TASK DIRECTIONS: The records follow. Filter them to the lines that hold "loose".

DATA TO EXAMINE:

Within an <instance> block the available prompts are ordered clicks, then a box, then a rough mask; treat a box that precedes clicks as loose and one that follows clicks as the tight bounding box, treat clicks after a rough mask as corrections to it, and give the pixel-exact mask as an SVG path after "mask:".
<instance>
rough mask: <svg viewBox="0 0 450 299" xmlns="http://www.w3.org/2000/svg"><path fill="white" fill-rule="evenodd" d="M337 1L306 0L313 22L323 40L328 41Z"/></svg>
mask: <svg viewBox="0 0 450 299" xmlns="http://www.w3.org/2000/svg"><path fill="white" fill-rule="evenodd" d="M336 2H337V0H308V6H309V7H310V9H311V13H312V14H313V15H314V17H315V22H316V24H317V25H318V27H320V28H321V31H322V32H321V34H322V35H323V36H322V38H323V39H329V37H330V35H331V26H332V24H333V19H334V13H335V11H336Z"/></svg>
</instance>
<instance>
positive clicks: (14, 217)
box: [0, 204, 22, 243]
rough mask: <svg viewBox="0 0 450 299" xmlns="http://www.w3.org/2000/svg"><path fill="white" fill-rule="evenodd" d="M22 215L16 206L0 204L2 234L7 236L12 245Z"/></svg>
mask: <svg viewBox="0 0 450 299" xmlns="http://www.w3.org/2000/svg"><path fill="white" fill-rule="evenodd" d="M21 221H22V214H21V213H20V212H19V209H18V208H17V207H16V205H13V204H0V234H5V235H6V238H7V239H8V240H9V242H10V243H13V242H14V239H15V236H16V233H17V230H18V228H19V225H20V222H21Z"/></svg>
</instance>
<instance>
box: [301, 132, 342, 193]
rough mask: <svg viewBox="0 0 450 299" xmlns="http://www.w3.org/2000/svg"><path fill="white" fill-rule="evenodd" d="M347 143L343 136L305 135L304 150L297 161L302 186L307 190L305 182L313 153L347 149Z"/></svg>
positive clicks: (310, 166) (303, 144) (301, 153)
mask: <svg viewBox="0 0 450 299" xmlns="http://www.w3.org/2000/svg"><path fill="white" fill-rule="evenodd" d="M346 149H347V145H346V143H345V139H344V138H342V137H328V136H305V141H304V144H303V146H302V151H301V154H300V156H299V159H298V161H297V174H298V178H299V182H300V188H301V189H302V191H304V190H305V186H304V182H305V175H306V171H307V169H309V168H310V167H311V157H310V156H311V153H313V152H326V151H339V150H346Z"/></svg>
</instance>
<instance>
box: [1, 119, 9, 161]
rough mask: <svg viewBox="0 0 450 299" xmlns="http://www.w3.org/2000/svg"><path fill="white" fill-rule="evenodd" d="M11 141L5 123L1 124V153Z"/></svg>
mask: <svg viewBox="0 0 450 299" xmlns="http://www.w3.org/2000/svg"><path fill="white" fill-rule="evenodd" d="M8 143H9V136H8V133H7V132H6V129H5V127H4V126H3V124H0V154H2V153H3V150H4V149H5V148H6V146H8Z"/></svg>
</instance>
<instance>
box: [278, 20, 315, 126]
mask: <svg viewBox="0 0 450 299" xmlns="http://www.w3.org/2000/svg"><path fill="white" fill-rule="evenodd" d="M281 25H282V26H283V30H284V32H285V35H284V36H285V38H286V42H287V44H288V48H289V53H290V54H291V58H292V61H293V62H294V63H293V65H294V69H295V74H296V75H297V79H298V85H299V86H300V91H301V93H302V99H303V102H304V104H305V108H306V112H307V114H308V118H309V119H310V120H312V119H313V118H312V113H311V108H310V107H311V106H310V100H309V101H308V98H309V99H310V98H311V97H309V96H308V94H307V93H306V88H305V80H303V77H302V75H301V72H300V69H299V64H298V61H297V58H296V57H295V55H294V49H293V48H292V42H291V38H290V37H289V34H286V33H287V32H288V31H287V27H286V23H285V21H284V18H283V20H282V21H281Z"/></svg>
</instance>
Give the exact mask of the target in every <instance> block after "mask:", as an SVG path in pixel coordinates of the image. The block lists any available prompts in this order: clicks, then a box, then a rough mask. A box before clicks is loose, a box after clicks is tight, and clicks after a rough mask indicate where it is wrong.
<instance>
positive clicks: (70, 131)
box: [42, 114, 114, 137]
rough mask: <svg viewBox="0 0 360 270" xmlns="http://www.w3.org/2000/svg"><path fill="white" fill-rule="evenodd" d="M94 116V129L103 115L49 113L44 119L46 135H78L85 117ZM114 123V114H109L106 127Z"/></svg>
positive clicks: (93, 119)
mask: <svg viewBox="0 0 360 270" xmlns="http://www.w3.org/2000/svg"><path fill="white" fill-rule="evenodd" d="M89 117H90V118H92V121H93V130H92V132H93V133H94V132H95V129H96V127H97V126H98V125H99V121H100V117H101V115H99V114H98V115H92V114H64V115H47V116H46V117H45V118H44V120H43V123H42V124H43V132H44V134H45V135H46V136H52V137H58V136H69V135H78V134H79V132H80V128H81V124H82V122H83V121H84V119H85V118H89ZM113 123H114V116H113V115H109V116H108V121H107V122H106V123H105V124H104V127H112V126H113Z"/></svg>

RESPONSE AREA:
Within an <instance> block the available prompts are ordered clicks, then a box, then a rough mask; treat a box that precedes clicks as loose and one that follows clicks as the tight bounding box, treat clicks after a rough mask as corrections to it, and give the pixel-exact mask as an SVG path after "mask:".
Give the exact mask of the target in every <instance> block after "mask:", as an SVG path in pixel coordinates of the image. The block lists any available prompts in this order: clicks, then a box, then a rough mask. A box before clicks is loose, a box after clicks is tight, and clicks after a rough mask indicate where it is wrong.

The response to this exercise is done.